** Opening DOCUMENT SECTION block **
As a health and well-being organization, we cheer residents, clients, and team members whose commitment to wellness enables them to make positive, lasting enhancements to their lives. The following is a guest blog post from Mary Jo Koehler, Events Coordinator at Lending Hands, WesleyLife's Adult Day service in Washington, Iowa. Mary Jo writes about Marg Teets, a Lending Hands participant, whose commitment to physical well-being has helped her cope with numerous challenges.

Marg Teets has walked through many challenges in life and just keeps on walking.

Earlier this year, Lending Hands Adult Day Center held its annual Lace Up for Lending Hands 5K/1 Mile Run/Walk and Pancake Breakfast. Marg, a participant at Lending Hands, set a goal to walk/step ten miles during this event.

She started at 6:00 in the morning in her home town of Kalona and, walking back and forth to Casey’s convenience store, she completed two miles. After arriving at Lending Hands, she walked one mile on the Lace Up trail. Then she climbed on a NuStep recumbent cross trainer to complete the final seven miles of her journey (which equals 14,000 steps). Occasional breaks gave her the stamina to keep going in spite of cramps during the very last mile. At around 10:30 a.m., Marg finished to cheers, whistles and congratulations from her family and Lending Hands friends.

Life hasn’t been easy for Marg, but her positive, cheerful spirit of survival has provided energy along the trail, as is attested to by her family and friends. The most challenging part of her recent journey began in 2008 when she was found to have cervical cancer. Fortunately, it was treated surgically and no chemotherapy was needed. In 2010, she had a partial mastectomy due to breast cancer; again, no chemotherapy treatments were required.
** Closing DOCUMENT SECTION block **
REQUIREMENT: In the post about Marg Teets, can you rewrite the passage from "As a health" to "with numerous challenges.", putting "Activities Coordinator" wherever "Events Coordinator" appears? The listing has nothing to do with any of this.
** Opening EXTRACTED RECORDS block **
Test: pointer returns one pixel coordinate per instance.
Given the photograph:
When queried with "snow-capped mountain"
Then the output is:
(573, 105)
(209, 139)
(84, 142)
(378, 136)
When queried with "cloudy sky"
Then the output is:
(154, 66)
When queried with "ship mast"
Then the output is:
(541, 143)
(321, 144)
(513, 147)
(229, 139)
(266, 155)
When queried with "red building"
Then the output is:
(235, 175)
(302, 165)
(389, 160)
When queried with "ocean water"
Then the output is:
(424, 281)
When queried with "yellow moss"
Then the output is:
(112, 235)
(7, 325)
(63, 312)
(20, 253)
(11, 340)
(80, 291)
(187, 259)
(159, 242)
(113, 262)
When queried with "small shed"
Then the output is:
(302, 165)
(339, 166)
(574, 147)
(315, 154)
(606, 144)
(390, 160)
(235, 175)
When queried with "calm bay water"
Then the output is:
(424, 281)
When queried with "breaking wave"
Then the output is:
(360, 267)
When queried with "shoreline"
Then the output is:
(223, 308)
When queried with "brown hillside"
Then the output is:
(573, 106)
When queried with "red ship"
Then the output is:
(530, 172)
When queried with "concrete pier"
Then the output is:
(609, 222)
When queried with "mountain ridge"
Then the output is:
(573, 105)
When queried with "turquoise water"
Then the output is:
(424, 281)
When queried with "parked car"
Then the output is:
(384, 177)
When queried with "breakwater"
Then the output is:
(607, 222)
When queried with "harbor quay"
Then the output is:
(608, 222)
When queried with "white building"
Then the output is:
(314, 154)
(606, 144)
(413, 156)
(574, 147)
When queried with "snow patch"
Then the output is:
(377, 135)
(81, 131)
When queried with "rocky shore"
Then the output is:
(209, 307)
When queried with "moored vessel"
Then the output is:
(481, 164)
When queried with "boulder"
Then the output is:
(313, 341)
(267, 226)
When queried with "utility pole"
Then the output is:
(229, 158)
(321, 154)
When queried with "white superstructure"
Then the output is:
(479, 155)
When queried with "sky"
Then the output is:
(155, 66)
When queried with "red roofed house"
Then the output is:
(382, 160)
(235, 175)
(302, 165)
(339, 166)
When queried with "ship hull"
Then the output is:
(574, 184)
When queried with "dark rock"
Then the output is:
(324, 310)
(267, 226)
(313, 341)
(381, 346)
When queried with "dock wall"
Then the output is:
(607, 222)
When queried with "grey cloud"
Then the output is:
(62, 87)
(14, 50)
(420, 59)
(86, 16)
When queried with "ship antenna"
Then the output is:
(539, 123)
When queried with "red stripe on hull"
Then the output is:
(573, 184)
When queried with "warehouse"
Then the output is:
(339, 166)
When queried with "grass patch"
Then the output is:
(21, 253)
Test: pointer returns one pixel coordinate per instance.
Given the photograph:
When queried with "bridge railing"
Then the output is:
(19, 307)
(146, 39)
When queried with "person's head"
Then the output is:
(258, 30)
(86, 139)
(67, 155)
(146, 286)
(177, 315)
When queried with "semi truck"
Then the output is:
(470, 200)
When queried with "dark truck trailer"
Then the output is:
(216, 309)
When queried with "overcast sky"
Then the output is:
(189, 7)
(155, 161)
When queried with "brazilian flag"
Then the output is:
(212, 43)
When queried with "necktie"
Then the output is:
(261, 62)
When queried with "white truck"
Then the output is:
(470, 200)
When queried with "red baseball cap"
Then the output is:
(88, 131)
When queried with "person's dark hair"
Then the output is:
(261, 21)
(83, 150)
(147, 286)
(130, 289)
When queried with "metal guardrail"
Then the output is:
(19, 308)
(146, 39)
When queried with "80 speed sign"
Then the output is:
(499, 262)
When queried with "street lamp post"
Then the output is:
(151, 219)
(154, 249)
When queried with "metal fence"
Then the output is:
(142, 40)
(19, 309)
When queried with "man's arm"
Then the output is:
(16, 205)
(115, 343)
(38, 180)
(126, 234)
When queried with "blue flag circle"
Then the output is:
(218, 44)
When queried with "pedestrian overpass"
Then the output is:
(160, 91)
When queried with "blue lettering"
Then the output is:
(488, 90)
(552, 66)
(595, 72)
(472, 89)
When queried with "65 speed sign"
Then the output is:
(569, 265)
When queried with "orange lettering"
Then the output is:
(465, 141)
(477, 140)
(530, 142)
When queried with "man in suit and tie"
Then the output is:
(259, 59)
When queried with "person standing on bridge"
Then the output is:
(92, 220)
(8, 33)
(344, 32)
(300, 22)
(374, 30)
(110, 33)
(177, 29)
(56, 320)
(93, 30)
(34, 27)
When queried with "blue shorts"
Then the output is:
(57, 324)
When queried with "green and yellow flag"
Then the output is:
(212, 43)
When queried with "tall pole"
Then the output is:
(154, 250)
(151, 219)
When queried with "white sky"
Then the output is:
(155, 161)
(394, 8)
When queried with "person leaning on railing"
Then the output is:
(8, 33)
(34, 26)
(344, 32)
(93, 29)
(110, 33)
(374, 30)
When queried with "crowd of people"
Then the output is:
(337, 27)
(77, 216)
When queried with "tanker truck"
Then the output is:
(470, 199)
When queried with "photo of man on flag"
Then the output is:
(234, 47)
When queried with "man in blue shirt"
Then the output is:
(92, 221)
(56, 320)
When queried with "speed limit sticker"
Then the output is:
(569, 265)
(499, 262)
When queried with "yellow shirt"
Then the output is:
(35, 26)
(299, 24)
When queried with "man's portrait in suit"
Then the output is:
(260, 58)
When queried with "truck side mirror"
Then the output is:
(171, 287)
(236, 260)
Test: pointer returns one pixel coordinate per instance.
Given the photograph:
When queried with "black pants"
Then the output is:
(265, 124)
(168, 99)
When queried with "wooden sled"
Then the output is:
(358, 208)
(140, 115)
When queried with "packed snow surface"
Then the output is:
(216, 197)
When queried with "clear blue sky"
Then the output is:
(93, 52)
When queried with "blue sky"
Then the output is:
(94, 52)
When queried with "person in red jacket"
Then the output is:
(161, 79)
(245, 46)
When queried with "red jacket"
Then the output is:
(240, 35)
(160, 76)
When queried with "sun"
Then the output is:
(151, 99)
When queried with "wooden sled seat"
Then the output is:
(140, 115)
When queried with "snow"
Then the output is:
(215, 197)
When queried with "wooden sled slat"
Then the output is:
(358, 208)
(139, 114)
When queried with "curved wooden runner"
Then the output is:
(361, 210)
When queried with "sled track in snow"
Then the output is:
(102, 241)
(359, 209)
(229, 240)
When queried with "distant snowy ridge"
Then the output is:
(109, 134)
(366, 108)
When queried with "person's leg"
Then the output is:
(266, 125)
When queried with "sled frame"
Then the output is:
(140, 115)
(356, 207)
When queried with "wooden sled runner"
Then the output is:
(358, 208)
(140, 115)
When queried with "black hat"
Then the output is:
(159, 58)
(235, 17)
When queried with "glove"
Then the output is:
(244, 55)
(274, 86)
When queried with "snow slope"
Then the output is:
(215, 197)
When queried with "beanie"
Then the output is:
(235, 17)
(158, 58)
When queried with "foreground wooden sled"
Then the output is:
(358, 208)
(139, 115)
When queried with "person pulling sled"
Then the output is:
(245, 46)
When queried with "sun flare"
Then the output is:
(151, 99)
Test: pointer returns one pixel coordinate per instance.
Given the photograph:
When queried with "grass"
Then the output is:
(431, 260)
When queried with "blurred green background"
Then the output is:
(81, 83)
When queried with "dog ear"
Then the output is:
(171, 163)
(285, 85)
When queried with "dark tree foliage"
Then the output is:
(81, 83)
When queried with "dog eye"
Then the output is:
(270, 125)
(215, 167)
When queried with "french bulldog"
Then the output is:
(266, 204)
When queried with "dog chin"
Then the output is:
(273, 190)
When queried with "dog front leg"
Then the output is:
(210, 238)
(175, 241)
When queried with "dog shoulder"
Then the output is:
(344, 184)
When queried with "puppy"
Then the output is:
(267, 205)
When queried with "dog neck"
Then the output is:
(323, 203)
** Closing EXTRACTED RECORDS block **
ANSWER BELOW:
As a health and well-being organization, we cheer residents, clients, and team members whose commitment to wellness enables them to make positive, lasting enhancements to their lives. The following is a guest blog post from Mary Jo Koehler, Activities Coordinator at Lending Hands, WesleyLife's Adult Day service in Washington, Iowa. Mary Jo writes about Marg Teets, a Lending Hands participant, whose commitment to physical well-being has helped her cope with numerous challenges.